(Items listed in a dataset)
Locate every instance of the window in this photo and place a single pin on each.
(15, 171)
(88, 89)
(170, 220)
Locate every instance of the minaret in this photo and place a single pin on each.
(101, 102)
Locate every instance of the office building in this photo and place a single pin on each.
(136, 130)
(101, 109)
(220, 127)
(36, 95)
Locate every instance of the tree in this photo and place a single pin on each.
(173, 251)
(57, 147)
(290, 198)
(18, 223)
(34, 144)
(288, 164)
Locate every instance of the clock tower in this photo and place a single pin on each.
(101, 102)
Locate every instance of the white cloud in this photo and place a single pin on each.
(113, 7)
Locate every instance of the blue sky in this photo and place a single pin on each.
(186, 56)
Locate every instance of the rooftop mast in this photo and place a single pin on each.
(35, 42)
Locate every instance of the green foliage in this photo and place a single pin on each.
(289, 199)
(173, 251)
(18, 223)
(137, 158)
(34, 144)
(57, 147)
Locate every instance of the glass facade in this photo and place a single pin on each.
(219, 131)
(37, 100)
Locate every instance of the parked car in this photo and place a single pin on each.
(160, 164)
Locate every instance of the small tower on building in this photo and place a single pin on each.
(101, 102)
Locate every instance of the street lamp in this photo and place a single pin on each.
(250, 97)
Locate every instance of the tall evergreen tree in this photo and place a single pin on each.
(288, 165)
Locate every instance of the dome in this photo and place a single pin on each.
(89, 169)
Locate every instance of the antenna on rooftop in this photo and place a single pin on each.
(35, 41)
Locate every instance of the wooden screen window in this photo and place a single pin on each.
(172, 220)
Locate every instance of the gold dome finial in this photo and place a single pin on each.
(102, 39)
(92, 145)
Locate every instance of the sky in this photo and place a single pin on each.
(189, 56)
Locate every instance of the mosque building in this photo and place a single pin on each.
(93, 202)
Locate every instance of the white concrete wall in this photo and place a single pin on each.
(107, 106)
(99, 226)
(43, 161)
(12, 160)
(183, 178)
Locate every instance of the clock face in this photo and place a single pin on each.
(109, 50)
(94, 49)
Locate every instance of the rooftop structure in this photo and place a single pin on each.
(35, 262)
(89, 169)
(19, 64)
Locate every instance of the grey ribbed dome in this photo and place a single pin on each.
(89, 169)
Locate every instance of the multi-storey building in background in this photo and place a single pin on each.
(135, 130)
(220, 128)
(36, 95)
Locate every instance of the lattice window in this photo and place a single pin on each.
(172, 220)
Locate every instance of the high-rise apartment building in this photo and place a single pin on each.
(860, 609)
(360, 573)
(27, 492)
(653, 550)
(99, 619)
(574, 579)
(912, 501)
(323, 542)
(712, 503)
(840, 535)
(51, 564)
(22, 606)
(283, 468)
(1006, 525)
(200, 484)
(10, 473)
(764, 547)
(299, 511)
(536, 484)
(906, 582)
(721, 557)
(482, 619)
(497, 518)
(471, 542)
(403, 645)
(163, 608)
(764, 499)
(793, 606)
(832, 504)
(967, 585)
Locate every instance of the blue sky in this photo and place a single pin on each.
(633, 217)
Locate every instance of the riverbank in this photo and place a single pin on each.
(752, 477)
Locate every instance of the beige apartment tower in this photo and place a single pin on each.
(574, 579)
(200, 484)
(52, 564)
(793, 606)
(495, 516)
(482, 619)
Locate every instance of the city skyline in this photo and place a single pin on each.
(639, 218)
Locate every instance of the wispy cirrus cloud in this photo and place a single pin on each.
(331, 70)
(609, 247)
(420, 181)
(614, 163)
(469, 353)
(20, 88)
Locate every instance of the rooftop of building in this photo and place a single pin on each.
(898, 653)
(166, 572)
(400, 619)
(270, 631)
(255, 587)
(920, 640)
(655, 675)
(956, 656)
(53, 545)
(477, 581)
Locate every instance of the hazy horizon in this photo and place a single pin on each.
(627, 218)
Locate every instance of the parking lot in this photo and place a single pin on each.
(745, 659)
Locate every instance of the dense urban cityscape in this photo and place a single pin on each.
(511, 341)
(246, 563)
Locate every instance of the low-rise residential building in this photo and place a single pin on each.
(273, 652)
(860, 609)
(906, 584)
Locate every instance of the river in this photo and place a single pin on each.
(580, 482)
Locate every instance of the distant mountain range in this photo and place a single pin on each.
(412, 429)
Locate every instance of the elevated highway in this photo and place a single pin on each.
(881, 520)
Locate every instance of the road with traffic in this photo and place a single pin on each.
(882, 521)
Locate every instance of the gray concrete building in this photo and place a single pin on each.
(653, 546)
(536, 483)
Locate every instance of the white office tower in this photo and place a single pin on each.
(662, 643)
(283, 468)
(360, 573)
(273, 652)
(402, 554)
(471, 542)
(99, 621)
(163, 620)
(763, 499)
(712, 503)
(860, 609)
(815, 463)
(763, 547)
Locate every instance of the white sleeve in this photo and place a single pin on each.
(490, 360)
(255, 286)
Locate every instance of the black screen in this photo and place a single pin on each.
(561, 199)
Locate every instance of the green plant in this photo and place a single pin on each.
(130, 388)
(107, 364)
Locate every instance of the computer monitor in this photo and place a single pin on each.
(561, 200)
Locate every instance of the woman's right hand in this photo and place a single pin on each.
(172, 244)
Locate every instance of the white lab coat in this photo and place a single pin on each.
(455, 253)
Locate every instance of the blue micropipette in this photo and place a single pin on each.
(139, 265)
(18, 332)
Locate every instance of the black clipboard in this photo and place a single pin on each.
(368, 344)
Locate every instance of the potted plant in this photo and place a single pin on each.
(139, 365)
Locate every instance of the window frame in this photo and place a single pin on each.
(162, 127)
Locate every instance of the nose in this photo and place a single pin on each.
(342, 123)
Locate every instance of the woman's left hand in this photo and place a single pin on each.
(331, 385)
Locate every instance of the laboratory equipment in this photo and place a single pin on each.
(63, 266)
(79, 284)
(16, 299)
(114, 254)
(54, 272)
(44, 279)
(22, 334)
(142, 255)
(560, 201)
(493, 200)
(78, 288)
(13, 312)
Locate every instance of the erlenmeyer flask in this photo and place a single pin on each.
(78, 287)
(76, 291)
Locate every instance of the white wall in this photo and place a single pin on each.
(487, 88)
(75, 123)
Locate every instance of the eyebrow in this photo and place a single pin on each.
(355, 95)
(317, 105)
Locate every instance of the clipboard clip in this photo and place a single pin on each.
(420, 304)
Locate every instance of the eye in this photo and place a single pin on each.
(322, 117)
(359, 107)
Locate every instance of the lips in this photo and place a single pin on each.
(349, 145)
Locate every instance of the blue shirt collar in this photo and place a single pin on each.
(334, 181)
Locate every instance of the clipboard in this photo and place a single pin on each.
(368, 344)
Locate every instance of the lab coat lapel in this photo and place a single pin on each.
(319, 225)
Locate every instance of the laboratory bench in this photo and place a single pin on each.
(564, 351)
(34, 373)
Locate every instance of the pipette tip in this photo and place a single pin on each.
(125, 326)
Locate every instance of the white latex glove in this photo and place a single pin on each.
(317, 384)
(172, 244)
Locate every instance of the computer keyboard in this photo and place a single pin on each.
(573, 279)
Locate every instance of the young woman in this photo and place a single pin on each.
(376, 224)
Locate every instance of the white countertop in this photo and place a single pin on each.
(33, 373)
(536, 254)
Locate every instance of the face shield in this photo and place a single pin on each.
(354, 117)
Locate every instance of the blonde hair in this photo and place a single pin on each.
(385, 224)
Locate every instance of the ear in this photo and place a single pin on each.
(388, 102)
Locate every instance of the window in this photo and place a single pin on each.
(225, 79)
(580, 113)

# Objective:
Transcribe every line of the data, exactly as it stands.

# Reply to the exercise:
Locate every instance of the window in this photo and place a single pin on each.
(15, 171)
(88, 89)
(170, 220)
Locate every instance of the minaret in this photo and place a single pin on each.
(101, 102)
Locate every instance of the office building in this photo and place a single pin on each.
(136, 130)
(101, 109)
(220, 127)
(36, 95)
Locate every instance of the tree in this photo and place a single pin on each.
(173, 251)
(57, 147)
(290, 198)
(18, 223)
(34, 144)
(288, 164)
Locate every instance of the clock tower in this photo and place a single pin on each.
(101, 102)
Locate every instance of the white cloud in this photo and place a single pin on each.
(113, 7)
Locate every instance of the blue sky in this photo and place a single pin on each.
(186, 56)
Locate every instance of the rooftop mast in this photo and place a single pin on each.
(35, 42)
Locate every instance of the green foliage in this photo and place a single pin on each.
(289, 199)
(173, 251)
(18, 223)
(137, 158)
(34, 144)
(57, 147)
Locate every instance of the glass facade in this photo and place a single pin on each.
(219, 131)
(37, 100)
Locate every instance of the parked car in this photo and place a single pin on each.
(160, 164)
Locate every instance of the small tower on building in this photo and place a single pin on each.
(101, 102)
Locate every instance of the street lamp in this photo and place a single pin on each.
(250, 97)
Locate every instance of the tall evergreen tree in this photo and place a single pin on each.
(288, 165)
Locate every instance of the dome in this photo and place a single pin on each.
(89, 169)
Locate every instance of the antenna on rooftop in this photo and place a single pin on each.
(35, 41)
Locate every instance of the wooden screen window in this photo and place a single pin on each.
(172, 220)
Locate every instance of the gold dome finial in this photo and place a single pin on each.
(102, 39)
(92, 145)
Locate every instance of the sky in this photo and place a single pin on each.
(189, 56)
Locate every instance of the mosque building in this photo and place a single pin on each.
(93, 202)
Locate every instance of the white concrete wall in this photo and place a single pin on each.
(107, 106)
(99, 226)
(43, 161)
(12, 160)
(183, 178)
Locate every instance of the clock face in this photo and place a single pin on each.
(109, 50)
(94, 49)
Locate every instance of the rooftop structure in this photo and place a single pin on each.
(35, 262)
(89, 169)
(19, 64)
Locate every instance of the grey ribbed dome in this photo and place a single pin on each.
(89, 169)
Locate every instance of the multi-storey building in background in this photo and place a single pin on each.
(135, 130)
(220, 128)
(36, 95)
Locate every instance of the lattice window in this photo and place a single pin on each.
(172, 220)
Locate every instance of the high-rise apartment building in this photo and place a single pin on each.
(860, 609)
(360, 573)
(27, 492)
(653, 550)
(99, 619)
(574, 579)
(912, 501)
(323, 542)
(712, 503)
(840, 535)
(51, 564)
(22, 606)
(283, 468)
(1006, 525)
(200, 484)
(10, 473)
(764, 547)
(299, 511)
(536, 484)
(906, 582)
(721, 557)
(482, 619)
(497, 518)
(471, 542)
(403, 645)
(163, 608)
(764, 499)
(793, 606)
(832, 504)
(967, 585)
Locate every instance of the blue sky in this photo and place a single pin on each.
(633, 217)
Locate every instance of the riverbank in this photo and place a single pin on each.
(752, 477)
Locate every instance of the beige apartment tower in this photo and place a single pin on each.
(574, 579)
(200, 484)
(52, 564)
(793, 606)
(495, 516)
(482, 619)
Locate every instance of the city skyline in this photo and place a single pin on each.
(639, 218)
Locate every instance of the wispy cirrus cloud in this photo and place a single pin on each.
(331, 70)
(609, 247)
(420, 181)
(614, 163)
(469, 353)
(20, 88)
Locate every instance of the rooftop of building in this photo and place a single pin on each.
(898, 653)
(166, 572)
(400, 619)
(270, 631)
(255, 587)
(920, 640)
(655, 675)
(956, 656)
(53, 545)
(477, 581)
Locate every instance of the hazy horizon in this photo and place a single pin on each.
(627, 218)
Locate every instance of the parking lot in this photo and place a single pin on each.
(745, 659)
Locate every instance of the dense urban cityscape in this photo and place a single pin on each.
(511, 341)
(246, 563)
Locate every instance of the low-rise residential building in this photo and place a single pin on each.
(273, 652)
(860, 609)
(906, 584)
Locate every instance of the river in this photo and place a single pin on each.
(580, 482)
Locate every instance of the distant mountain range in this photo and place a single pin on each.
(412, 429)
Locate every instance of the elevated highway in this photo and place a single pin on each.
(881, 520)
Locate every instance of the road with traffic in this photo and place a single pin on each.
(882, 521)
Locate every instance of the gray concrete building in this photo and place a single pin on each.
(653, 546)
(536, 483)
Locate every instance of the white office tower in this photo and place a single pin on each.
(662, 643)
(283, 468)
(360, 573)
(273, 652)
(402, 554)
(471, 542)
(99, 621)
(163, 620)
(763, 499)
(712, 503)
(860, 609)
(815, 463)
(763, 547)
Locate every instance of the white sleeve in this photo and place a single pin on each.
(490, 360)
(255, 286)
Locate every instance of the black screen in this photo and place a single pin on each.
(561, 199)
Locate every instance of the green plant in this photo and place a single pin on each.
(130, 388)
(107, 364)
Locate every instance of the computer monitor in this photo and place a single pin on each.
(561, 200)
Locate every instance of the woman's right hand in this photo and place a single pin on each.
(172, 244)
Locate every instance of the white lab coat in this photo and place a single pin on each.
(455, 253)
Locate every instance of the blue micropipette in this photo and place a single pin on each.
(139, 265)
(18, 332)
Locate every instance of the black clipboard in this photo and place a single pin on each.
(368, 344)
Locate every instance of the potted plant in this photo and place a single pin on each.
(139, 365)
Locate every instance of the window frame in this photo and place a single pin on each.
(162, 127)
Locate every instance of the nose in this photo and place a single pin on each.
(342, 123)
Locate every instance of the woman's left hand in this photo and place a single pin on each.
(331, 385)
Locate every instance of the laboratory equipment in this photo and place a single pin on each.
(63, 266)
(79, 284)
(16, 299)
(114, 254)
(54, 272)
(44, 279)
(22, 334)
(142, 255)
(560, 201)
(493, 200)
(78, 288)
(13, 312)
Locate every instance of the erlenmeyer flask in this photo and place a single pin on each.
(78, 287)
(76, 291)
Locate every instance of the white wall in this photo and place a single pin on each.
(487, 88)
(75, 123)
Locate every instance of the eyebrow in this photo and place a single pin on each.
(355, 95)
(317, 105)
Locate every instance of the clipboard clip in this photo and place a single pin on each.
(420, 304)
Locate every instance of the eye in this photo and place a single pin on each.
(322, 117)
(359, 107)
Locate every instance of the lips in this photo and place a single pin on each.
(349, 145)
Locate every instance of the blue shirt collar in this photo and place a single pin on each.
(334, 181)
Locate every instance of the clipboard in this photo and place a single pin on each.
(368, 344)
Locate every instance of the lab coat lapel in this photo and place a single pin on each.
(319, 225)
Locate every instance of the laboratory bench in this photo and place a single pin on each.
(564, 351)
(34, 373)
Locate every instance of the pipette tip in this photo and place a single pin on each.
(125, 326)
Locate every instance of the white latex glove in this photo and place a single pin on each.
(317, 384)
(172, 244)
Locate every instance of the computer keyboard in this photo and place a single pin on each.
(573, 279)
Locate every instance of the young woman in this photo and place a single pin on each.
(376, 224)
Locate every instance of the white countertop in this photo and place a single pin on each.
(33, 373)
(536, 254)
Locate every instance of the face shield in this photo and place a single pin on each.
(354, 117)
Locate every instance of the blonde hair in this photo and place a single pin on each.
(385, 224)
Locate every instance of the ear in this photo and place a single pin on each.
(388, 102)
Locate every instance of the window in this photo and place a single pin on each.
(225, 79)
(580, 113)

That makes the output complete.